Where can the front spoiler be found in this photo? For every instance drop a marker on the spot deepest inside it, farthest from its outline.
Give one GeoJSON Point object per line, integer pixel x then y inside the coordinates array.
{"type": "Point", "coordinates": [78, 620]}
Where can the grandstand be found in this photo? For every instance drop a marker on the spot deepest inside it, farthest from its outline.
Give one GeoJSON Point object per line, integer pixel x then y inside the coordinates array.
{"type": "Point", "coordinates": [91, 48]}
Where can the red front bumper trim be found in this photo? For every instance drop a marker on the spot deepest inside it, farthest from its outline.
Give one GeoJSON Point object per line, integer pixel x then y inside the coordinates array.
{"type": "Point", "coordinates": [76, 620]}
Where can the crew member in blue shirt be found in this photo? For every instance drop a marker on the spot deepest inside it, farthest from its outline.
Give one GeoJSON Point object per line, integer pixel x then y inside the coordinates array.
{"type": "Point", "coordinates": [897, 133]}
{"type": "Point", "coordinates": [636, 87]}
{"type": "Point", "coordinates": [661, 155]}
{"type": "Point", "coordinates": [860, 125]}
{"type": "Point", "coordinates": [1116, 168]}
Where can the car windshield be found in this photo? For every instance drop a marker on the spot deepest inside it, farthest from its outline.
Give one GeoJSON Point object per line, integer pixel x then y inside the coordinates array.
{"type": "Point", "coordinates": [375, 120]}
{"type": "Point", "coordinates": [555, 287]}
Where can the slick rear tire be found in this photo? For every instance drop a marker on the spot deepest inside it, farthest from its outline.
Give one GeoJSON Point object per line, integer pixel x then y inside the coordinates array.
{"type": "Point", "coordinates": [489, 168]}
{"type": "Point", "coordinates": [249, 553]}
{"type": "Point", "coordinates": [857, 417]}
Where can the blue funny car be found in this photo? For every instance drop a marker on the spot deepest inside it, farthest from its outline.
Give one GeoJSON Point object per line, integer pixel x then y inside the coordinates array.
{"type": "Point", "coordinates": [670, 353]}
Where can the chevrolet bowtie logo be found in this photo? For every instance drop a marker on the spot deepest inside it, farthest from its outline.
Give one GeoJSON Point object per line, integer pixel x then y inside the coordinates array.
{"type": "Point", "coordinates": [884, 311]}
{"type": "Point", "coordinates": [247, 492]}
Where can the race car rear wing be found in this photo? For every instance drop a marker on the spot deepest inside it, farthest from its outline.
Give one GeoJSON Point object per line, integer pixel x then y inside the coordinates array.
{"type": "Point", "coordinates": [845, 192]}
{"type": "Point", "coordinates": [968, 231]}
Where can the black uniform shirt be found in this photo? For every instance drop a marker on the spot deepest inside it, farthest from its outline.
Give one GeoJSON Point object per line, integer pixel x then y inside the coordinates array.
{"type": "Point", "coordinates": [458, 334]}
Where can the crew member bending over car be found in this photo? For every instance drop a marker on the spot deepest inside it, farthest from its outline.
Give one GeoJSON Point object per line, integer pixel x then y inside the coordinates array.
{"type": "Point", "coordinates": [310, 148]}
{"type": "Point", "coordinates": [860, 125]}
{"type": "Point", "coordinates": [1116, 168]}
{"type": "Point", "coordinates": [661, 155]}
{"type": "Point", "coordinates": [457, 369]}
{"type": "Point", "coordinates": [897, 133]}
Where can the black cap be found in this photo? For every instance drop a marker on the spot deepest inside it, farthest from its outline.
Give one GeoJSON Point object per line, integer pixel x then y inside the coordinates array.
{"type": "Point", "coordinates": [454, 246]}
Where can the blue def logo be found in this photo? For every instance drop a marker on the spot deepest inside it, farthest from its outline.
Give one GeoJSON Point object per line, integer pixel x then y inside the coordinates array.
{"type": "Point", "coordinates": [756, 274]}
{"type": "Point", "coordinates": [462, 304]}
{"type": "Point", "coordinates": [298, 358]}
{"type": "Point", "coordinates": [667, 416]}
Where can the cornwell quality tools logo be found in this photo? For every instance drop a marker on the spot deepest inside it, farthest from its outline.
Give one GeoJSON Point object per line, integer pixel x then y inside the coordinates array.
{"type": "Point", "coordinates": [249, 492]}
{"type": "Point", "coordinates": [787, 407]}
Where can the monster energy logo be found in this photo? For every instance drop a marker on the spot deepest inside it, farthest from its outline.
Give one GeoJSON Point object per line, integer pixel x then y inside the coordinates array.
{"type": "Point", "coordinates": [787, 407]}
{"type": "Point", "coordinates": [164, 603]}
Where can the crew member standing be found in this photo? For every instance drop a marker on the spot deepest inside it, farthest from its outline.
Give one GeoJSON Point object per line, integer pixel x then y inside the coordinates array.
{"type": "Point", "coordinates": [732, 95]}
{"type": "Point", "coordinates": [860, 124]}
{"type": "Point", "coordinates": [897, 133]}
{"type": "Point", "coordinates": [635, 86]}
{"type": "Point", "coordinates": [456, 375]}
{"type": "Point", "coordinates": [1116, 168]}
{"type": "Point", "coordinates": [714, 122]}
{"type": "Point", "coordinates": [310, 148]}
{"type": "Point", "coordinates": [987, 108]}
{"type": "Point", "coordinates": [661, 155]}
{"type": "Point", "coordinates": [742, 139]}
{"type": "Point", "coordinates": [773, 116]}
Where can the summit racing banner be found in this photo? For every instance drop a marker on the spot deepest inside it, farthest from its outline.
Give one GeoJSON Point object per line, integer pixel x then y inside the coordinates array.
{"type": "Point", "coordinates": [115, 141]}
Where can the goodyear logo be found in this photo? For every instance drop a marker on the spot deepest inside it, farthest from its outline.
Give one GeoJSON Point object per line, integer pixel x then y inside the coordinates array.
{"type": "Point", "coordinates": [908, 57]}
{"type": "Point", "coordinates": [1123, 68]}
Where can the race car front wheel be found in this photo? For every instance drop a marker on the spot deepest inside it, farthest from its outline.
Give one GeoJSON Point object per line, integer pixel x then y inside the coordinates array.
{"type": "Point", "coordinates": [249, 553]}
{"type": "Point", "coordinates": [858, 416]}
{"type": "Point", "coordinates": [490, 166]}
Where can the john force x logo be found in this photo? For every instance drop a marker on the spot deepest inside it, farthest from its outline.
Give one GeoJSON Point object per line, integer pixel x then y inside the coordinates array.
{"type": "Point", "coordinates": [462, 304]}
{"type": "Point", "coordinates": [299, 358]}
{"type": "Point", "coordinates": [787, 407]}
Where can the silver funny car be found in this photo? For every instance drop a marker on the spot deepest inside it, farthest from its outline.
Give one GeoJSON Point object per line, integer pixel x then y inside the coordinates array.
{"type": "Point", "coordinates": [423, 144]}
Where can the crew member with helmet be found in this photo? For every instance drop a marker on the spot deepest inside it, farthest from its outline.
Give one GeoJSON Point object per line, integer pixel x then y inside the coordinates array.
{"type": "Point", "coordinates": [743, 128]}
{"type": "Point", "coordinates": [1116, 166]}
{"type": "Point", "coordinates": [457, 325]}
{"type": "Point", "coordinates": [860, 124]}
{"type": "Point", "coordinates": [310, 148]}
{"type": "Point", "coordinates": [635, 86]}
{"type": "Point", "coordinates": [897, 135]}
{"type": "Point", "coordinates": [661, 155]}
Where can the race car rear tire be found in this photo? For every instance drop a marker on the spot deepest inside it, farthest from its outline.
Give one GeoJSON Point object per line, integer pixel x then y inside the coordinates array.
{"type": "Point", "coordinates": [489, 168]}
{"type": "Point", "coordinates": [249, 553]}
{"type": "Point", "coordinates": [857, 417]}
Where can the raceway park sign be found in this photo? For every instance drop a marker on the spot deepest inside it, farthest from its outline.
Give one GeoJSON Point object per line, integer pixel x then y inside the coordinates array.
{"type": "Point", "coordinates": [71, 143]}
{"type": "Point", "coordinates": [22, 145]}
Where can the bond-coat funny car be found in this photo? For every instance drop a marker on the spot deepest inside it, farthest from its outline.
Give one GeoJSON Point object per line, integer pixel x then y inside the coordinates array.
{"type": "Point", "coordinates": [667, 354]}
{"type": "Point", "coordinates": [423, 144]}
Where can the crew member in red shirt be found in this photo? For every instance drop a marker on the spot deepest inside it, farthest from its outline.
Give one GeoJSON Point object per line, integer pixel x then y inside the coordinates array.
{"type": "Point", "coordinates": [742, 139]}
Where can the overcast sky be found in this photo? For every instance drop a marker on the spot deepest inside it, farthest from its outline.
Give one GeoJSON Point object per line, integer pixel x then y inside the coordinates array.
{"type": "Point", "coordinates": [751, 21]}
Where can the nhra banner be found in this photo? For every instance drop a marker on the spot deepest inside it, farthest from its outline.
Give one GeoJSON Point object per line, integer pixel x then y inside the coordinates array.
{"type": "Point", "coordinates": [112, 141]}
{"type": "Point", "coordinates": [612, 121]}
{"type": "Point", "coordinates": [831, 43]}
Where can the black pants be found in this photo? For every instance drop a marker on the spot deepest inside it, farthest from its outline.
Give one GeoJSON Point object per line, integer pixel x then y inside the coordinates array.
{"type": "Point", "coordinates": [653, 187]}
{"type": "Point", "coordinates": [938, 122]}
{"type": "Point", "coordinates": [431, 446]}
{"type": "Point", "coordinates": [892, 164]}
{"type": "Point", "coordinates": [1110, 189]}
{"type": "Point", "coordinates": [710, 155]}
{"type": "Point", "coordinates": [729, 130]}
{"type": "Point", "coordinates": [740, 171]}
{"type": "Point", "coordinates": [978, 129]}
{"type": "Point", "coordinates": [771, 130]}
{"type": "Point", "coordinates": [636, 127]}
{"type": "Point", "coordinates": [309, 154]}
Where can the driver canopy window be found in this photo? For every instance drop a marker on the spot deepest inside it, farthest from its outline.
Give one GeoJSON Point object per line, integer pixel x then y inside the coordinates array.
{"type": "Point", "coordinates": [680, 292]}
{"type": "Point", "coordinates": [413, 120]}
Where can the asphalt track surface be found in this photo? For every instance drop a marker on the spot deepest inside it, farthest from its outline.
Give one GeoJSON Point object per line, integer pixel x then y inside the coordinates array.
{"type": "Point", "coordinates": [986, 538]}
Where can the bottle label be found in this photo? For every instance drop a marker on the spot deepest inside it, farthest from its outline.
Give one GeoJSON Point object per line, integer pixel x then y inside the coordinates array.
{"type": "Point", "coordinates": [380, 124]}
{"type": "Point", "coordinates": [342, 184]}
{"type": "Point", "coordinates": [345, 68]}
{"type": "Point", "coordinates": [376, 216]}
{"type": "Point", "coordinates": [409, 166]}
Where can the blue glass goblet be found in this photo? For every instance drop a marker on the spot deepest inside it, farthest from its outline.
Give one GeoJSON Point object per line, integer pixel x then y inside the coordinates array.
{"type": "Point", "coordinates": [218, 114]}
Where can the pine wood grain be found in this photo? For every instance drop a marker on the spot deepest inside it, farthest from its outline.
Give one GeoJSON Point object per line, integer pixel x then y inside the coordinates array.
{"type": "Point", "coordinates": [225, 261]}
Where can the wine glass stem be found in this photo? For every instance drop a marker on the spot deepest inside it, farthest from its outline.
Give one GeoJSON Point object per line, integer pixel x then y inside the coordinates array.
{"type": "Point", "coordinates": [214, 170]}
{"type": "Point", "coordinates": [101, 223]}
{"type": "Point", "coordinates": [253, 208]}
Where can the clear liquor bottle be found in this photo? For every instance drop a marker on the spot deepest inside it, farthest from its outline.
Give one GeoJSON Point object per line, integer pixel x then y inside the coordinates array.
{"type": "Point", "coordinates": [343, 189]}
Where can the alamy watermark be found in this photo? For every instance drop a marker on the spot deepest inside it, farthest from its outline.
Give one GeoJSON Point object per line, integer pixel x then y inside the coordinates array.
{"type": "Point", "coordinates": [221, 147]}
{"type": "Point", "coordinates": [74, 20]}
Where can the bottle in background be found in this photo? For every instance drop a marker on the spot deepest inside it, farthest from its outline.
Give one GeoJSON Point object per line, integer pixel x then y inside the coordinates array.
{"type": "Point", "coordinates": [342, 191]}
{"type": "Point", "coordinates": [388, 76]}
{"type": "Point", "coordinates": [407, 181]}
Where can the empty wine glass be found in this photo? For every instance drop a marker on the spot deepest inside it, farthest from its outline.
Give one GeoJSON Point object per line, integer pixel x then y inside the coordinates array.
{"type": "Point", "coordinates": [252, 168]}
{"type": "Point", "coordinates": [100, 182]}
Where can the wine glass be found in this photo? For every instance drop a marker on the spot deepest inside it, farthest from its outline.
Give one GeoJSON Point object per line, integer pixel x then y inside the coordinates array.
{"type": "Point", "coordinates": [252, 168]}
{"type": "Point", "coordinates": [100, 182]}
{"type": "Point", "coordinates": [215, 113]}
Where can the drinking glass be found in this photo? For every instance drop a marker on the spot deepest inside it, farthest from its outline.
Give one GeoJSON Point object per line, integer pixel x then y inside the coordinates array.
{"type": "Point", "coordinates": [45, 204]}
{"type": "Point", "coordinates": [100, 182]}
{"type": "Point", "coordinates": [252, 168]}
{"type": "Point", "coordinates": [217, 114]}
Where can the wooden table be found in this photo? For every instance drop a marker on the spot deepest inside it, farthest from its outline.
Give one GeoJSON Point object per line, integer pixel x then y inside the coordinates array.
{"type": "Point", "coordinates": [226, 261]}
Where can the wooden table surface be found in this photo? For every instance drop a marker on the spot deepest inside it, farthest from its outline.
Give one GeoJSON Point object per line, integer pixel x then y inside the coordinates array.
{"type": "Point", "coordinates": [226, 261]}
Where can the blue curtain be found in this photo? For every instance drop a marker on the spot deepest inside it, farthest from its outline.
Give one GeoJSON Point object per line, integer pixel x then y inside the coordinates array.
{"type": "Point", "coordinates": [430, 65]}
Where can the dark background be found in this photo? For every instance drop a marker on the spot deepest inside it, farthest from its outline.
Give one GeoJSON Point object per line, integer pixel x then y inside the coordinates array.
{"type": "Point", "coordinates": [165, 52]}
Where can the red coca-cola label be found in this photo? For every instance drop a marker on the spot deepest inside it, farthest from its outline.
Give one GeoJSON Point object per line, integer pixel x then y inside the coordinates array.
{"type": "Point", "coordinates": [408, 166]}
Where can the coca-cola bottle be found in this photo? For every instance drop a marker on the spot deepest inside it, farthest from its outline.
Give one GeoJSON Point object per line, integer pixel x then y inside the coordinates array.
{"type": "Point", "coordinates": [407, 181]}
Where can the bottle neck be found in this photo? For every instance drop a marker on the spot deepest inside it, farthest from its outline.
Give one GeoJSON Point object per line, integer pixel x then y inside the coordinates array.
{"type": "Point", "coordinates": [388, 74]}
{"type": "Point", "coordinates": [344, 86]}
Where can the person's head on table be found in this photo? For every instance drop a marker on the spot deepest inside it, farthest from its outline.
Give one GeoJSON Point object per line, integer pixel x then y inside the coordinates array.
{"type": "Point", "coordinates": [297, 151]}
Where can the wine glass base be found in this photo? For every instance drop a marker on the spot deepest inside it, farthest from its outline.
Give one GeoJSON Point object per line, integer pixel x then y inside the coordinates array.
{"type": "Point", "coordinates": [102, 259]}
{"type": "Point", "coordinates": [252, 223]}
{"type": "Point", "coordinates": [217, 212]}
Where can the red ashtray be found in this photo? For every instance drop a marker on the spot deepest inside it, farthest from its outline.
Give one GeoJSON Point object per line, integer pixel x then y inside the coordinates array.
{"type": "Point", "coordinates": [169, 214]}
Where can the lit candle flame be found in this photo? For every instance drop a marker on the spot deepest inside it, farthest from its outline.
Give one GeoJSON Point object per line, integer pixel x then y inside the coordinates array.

────────────────────────────────────────

SHORT EXERCISE
Copy out, word for word, the material above from the line containing "Where can the red coca-cola" through the final line of the material.

TASK RESULT
Where can the red coca-cola label be found in this photo? For every instance drop a marker on the spot deepest inside it, farthest from its outline.
Give one GeoJSON Point object per line, integer pixel x then y inside the coordinates array.
{"type": "Point", "coordinates": [408, 166]}
Where can the coca-cola bottle be found in this photo? For every instance drop a marker on the spot deepest inside it, farthest from its outline.
Give one GeoJSON Point object per line, integer pixel x then y inside the coordinates array.
{"type": "Point", "coordinates": [407, 181]}
Where can the bottle neck be found in this photo? For every instance drop a marker on the spot deepest inside it, farthest from its outline.
Give one GeoJSON Point object per line, integer pixel x then y inside the coordinates array.
{"type": "Point", "coordinates": [388, 74]}
{"type": "Point", "coordinates": [344, 86]}
Where can the person's head on table be found in this photo? For every instance drop a marker on the spot deepest inside it, farthest from its outline.
Give one GeoJSON Point object per line, integer pixel x then y inside the coordinates array.
{"type": "Point", "coordinates": [297, 151]}
Where can the wine glass base be found in this photo? For every instance drop a marker on the spot deepest inside it, farthest from its outline.
Give one GeoJSON Point object per line, integer pixel x then y inside the coordinates array.
{"type": "Point", "coordinates": [102, 259]}
{"type": "Point", "coordinates": [252, 223]}
{"type": "Point", "coordinates": [217, 212]}
Where can the red ashtray be found in this photo? For every instance drop a marker on the spot deepest inside it, farthest from its outline.
Give one GeoJSON Point object per line, integer pixel x then y inside the coordinates array.
{"type": "Point", "coordinates": [169, 214]}
Where can the lit candle flame be found in this photo? For every instance drop a marker on the spot deepest inside it, farthest from its outline.
Give one GeoJSON Point object per line, integer pixel x then y inside the coordinates array.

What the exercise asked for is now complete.